> **GIVEN REQUEST 1**
Report how many lines of the records contain the word "pink", giving only the number.
> **GIVEN REQUEST 2**
Pick up the column below on why a screenwriter writes, and keep writing from the point where it stops.

This week's Answer:
Y
(or X) Write?
Well, Carl, maybe you could write a
deep and artistic script about an assembly line.
Or... how about an assembled and deep script about
an artist? All
jesting aside, I know how that “hey, why is everybody in
God’s acre selling scripts except for me?” feeling
feels. It’s
not one of the pleasant ones, to be sure. I guess it gets down to a question you must ask yourself (and
not forget to answer, too).
And it will help, once you’ve answered the
question, to REMEMBER what your answer was.
That way, you don’t have to keep asking it or
forgetting to ask it or forgetting to keep asking it.
And that question is...
Why
Do I write?
I don’t mean for you to ask ME why
I write (although, you could, but my answer might not help
you as much as your own).
Better to ask yourself why you write.
Are you writing in order to sell slick,
assembly-line scripts on Inktip? (not to say there’s
anything wrong with writing what the majority of viewers
will watch and be paid a pretty penny for it).

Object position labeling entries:
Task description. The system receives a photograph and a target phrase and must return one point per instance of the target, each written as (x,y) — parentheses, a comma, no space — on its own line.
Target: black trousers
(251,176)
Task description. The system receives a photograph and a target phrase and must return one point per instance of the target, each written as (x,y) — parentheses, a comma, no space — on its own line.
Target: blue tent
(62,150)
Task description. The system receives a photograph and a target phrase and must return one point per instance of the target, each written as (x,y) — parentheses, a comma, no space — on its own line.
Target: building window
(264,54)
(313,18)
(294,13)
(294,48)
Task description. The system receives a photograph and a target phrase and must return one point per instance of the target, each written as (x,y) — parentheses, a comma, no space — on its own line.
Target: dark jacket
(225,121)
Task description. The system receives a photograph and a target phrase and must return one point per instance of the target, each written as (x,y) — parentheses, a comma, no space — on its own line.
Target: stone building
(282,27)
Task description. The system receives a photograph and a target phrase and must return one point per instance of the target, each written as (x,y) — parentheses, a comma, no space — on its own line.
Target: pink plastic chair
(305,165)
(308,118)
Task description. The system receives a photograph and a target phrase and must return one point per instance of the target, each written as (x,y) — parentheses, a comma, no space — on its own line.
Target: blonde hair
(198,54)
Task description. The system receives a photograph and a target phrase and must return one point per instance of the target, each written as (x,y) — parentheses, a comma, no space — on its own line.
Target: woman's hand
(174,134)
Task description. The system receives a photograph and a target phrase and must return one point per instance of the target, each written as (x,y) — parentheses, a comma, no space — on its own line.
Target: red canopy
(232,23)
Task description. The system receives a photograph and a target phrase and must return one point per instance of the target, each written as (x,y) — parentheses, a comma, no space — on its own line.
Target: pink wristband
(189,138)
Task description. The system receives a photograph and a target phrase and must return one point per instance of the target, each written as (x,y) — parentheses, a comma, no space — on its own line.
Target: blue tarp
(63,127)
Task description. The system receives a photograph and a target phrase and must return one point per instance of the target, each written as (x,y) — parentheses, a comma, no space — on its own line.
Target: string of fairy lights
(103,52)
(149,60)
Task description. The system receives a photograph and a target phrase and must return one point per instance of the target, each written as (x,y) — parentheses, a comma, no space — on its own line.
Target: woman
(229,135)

> **EXERCISE OUTPUT 1**
2

> **EXERCISE OUTPUT 2**
Or are you writing more for artistic reasons than
commercial ones? Which
is fine, too. Art
is good. It's very
artful. What you don’t want to do is keep
enlisting in the AVC War (Art vs. Commerce War) (unless you
like fighting and struggling and getting wounded).
Actually, even better than avoiding that war is to
not even see it such, as two opposing forces, but rather
just as one entity, the entity of (and this is deep so
hold onto your hat, or cap, or hair if you’re not
wearing anything on it)...
GETTING
PAID WELL FOR WRITING WORDS ON PAGE AFTER PAGE THAT
SOMEBODY AND PROBABLY MANY SOMEBODY’S
WILL CHANGE OVER AND OVER AGAIN TO THE POINT THAT
IT MAY BE HARD TO RECOGNIZE MOST OF THE WORDS YOU WROTE
WHEN THEY FINALLY GET TO THE SCREEN
Do you see when you look at your conumdrum in this light,
there really is no conumdrum?
In a sense, the problem is how you’re looking at
the entertainment industry.
If you want to join that Inktip assembly line, as
you put it, go right ahead.
And if you would prefer not to, that’s all right,
too. The
point is to know where you stand, to know what you stand
for (and why you stand a lot in the first place when you
could sit or lie down more).
I a
nswered that question a long time ago and now truly
understand my relationship to the industry.
You will, too.
I hope this helped, but now I have to cut this
short.
I need to finish
my third act of Terror On The Freeway.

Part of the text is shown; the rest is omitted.